**Exercice court**
Pourriez-vous recopier à l'identique les lignes ci-dessous, en partant du début et en allant jusqu'à la ligne qui contient « left=72, top=236, right=144, bottom=280 », celle-ci comprise ? Laissez les images de côté dans votre réponse.

**Lignes fournies**

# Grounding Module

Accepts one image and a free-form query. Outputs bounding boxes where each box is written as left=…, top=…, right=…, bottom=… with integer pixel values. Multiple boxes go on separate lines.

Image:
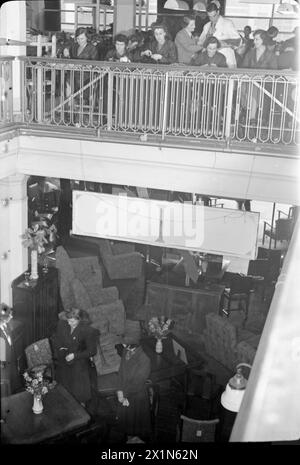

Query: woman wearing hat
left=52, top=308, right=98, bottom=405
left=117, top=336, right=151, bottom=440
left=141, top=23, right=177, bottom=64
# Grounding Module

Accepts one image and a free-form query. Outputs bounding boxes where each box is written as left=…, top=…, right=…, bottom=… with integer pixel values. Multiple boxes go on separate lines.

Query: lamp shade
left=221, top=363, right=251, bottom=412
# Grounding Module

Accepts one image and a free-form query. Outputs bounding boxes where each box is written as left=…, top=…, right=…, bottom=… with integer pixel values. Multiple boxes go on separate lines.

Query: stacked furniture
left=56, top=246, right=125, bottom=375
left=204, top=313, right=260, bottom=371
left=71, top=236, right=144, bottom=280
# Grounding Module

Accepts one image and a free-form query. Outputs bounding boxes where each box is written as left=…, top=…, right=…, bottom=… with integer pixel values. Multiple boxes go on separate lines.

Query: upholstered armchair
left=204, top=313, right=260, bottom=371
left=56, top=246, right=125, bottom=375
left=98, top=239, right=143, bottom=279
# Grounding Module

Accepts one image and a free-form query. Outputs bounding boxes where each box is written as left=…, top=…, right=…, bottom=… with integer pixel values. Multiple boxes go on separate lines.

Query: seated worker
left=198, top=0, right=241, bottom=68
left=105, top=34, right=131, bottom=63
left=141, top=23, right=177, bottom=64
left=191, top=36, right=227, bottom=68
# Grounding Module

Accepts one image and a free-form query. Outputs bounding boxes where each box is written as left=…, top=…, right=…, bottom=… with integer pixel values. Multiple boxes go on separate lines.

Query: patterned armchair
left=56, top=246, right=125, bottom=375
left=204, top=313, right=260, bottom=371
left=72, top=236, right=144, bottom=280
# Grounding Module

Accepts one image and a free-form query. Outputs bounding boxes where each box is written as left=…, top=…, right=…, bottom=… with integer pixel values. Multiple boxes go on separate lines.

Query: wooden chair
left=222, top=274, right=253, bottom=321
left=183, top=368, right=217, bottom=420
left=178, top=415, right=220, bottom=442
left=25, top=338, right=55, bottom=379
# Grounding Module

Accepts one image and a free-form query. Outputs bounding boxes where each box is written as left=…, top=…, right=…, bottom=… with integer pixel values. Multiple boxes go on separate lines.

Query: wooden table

**Réponse attendue**
# Grounding Module

Accepts one image and a free-form query. Outputs bounding boxes where each box is written as left=…, top=…, right=…, bottom=… with integer pixel values. Multiple boxes go on separate lines.

Image:

Query: woman wearing hat
left=52, top=308, right=98, bottom=405
left=117, top=336, right=151, bottom=440
left=141, top=23, right=177, bottom=64
# Grounding Module

Accepts one image and a free-form query. Outputs bounding boxes where each box is written as left=…, top=…, right=…, bottom=… with integer pixel values. Multiple boxes go on separate lines.

Query: lamp shade
left=221, top=363, right=251, bottom=412
# Grounding Module

Accepts one image and a free-form query. Outputs bounding boxes where each box is written as left=…, top=…, right=…, bottom=… with integer pixel values. Multiple boxes go on separate lines.

Query: stacked furniture
left=56, top=246, right=125, bottom=375
left=204, top=313, right=260, bottom=371
left=71, top=236, right=144, bottom=280
# Grounding Module

Accepts one image and a free-form query. Outputs bounding boxes where each box is written as left=…, top=…, right=…, bottom=… with integer pixel values. Multiple boxes go on separate lines.

Query: upholstered armchair
left=204, top=313, right=260, bottom=371
left=56, top=246, right=125, bottom=375
left=98, top=239, right=143, bottom=279
# Grounding Module

Accepts one image and a free-form query. Outputs bounding boxes where each box is written as left=…, top=…, right=…, bottom=… with integer pixel values. Multiple boxes go on separate lines.

Query: seated worker
left=198, top=0, right=241, bottom=68
left=105, top=34, right=131, bottom=63
left=141, top=23, right=177, bottom=64
left=191, top=36, right=227, bottom=68
# Grounding Module

Accepts one image and a free-form query. Outputs bounding boxes where each box is written as left=…, top=…, right=…, bottom=… with integer pixel values. Multiple boxes go on separate lines.

Query: patterned armchair
left=56, top=246, right=125, bottom=375
left=204, top=313, right=260, bottom=371
left=72, top=236, right=144, bottom=280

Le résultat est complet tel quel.